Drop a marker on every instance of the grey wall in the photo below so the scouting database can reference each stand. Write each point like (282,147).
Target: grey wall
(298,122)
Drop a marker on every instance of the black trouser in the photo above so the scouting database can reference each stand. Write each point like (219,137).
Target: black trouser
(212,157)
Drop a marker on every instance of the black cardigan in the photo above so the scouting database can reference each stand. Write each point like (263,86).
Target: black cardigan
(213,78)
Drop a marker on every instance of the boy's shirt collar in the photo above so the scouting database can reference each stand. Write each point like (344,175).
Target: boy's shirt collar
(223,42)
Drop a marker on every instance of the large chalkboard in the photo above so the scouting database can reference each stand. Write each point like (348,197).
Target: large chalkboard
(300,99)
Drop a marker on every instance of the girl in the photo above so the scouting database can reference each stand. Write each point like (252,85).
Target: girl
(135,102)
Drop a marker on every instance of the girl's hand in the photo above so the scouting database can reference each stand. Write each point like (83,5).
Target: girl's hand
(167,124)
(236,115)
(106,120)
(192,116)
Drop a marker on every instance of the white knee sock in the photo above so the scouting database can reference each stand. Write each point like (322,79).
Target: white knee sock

============

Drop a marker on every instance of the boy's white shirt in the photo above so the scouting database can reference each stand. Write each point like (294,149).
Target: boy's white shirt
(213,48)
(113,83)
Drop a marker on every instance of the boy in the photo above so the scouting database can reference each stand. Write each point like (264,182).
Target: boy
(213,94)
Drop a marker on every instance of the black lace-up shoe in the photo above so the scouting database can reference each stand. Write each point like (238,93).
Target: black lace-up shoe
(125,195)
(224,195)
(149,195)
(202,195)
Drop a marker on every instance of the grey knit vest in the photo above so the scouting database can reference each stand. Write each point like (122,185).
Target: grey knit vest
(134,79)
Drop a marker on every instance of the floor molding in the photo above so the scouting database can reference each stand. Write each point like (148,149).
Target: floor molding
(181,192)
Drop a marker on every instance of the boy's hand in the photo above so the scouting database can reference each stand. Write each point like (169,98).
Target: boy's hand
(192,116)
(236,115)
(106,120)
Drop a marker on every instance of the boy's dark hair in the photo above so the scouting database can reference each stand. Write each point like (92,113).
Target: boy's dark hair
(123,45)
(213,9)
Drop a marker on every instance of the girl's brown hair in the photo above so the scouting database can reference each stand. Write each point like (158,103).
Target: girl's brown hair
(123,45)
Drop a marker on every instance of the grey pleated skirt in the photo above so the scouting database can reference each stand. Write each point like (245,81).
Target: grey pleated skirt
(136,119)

============

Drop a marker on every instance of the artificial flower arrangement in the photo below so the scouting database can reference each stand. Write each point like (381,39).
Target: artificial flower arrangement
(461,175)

============

__EXERCISE DETAILS__
Please copy out, word for word, everything in the rows from the line containing "Drop a marker on every instance of the white" down to the line containing "Target: white knee sock", with both of those lines included.

__FINISHED TASK__
Drop a marker on every instance of the white knee sock in the photo above so the scouting database can reference each stand. Write each point like (322,79).
Target: white knee sock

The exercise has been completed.